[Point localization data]
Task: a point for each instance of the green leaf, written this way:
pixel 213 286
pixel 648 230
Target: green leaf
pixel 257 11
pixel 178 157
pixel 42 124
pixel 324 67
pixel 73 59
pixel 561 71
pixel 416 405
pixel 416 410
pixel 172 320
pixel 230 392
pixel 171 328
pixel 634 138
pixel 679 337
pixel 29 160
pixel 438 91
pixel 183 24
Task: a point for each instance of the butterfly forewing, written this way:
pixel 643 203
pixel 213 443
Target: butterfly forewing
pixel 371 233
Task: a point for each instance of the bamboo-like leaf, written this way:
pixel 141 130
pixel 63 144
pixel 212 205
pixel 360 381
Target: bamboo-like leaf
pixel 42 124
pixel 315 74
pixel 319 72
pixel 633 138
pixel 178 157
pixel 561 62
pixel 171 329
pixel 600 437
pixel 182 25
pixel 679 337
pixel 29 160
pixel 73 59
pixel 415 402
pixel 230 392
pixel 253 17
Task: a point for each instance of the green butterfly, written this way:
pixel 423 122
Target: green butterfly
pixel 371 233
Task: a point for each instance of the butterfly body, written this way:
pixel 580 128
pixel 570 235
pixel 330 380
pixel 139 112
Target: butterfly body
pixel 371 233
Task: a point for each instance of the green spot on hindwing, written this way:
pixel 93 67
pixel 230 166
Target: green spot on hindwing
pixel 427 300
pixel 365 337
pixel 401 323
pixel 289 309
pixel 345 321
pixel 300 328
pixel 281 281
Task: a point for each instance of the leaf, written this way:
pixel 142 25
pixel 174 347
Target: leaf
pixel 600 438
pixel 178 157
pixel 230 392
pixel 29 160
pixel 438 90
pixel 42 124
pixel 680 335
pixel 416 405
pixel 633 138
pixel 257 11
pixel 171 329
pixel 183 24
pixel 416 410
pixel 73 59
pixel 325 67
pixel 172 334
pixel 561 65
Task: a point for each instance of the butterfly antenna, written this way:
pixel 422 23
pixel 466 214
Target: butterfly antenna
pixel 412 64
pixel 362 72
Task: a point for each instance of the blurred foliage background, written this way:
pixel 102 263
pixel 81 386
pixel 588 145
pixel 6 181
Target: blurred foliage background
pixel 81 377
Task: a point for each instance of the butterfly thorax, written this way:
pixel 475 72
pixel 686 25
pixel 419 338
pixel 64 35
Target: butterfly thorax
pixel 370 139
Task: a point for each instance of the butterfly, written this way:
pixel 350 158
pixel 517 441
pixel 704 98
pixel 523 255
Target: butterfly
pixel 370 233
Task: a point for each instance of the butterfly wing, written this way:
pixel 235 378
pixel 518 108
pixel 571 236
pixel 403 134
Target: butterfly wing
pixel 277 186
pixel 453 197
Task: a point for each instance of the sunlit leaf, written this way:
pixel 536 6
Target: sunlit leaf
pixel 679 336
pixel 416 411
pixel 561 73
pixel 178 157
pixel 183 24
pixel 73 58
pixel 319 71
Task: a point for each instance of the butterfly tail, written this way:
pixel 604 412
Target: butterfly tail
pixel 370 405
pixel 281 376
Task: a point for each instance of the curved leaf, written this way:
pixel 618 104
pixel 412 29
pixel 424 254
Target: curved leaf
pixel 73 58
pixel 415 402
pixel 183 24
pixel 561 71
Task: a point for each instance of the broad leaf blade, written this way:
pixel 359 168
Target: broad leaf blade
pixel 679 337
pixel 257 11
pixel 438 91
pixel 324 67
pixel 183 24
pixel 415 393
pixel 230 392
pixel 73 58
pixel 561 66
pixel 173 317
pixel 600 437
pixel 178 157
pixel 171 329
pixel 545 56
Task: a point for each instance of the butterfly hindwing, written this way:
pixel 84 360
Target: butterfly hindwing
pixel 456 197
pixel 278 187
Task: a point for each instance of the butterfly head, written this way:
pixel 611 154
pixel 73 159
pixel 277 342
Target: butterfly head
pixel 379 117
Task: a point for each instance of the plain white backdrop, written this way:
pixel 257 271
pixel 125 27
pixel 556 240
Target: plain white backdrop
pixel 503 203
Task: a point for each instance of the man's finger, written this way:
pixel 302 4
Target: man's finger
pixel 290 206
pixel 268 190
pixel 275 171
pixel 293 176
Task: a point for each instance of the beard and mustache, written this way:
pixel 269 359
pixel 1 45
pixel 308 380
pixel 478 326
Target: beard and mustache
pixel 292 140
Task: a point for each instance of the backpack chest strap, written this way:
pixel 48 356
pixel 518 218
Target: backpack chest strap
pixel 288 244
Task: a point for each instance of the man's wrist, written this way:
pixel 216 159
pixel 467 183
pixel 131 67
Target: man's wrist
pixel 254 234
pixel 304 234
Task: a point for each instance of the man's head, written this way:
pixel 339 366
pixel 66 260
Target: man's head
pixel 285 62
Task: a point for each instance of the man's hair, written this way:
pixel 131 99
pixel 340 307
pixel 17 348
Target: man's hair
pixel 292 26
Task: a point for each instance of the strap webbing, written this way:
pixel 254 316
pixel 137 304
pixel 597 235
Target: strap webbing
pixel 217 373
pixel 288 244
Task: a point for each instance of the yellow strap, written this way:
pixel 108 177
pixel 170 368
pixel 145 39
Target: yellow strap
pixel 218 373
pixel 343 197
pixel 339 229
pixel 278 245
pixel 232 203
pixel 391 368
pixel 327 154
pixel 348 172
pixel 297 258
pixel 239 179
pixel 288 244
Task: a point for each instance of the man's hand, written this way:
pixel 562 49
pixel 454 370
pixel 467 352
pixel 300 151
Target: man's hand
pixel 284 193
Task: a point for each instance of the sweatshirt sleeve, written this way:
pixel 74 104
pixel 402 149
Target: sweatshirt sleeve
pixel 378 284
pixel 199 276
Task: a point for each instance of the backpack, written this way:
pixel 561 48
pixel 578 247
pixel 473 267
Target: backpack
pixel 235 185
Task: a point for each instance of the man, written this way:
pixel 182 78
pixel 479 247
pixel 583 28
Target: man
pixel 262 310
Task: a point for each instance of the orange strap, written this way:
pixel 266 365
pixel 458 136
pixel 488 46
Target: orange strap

__Goal of the exercise__: For the string "orange", go through the entries above and copy each line where it occurs.

__Solution__:
Task: a point for each instance of the orange strap, written this way:
Target: orange strap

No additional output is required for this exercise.